**TASK DESCRIPTION**
No pictures, no extra lines: copy exactly from the line with "column 35, row 448" through the end of the entries.

**MATERIAL PROVIDED**
□ □ □

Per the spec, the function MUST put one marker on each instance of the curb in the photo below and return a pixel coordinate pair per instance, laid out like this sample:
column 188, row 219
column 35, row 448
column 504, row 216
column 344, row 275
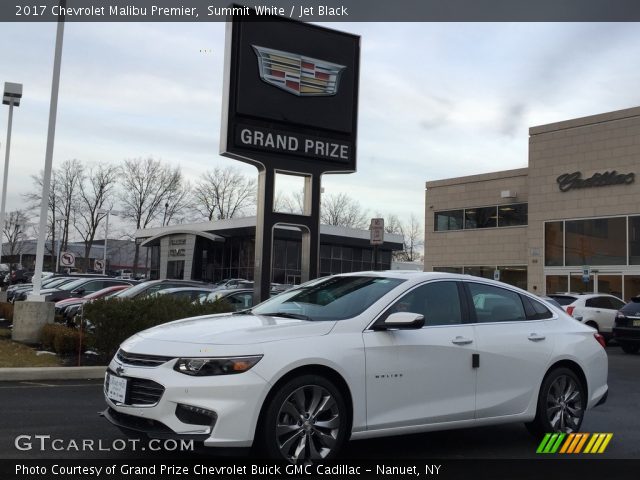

□ □ □

**REPLY**
column 35, row 448
column 504, row 216
column 344, row 275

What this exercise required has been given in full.